What to work on » Check each line of the material below, and copy it if it holds the string "phrase".

Data to process »
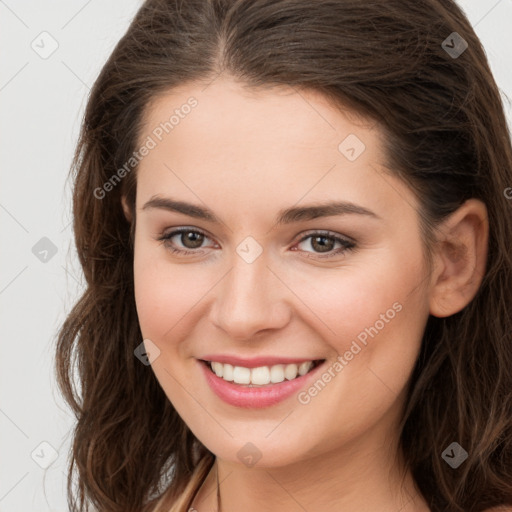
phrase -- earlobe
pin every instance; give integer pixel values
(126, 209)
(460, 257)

==

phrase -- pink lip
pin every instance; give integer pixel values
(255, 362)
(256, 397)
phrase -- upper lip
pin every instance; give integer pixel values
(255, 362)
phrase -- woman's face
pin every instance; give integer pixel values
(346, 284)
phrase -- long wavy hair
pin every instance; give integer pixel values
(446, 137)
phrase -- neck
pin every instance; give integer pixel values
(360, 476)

Response area »
phrase -- earlobe
phrase -- pink lip
phrase -- upper lip
phrase -- woman's face
phrase -- long wavy hair
phrase -- neck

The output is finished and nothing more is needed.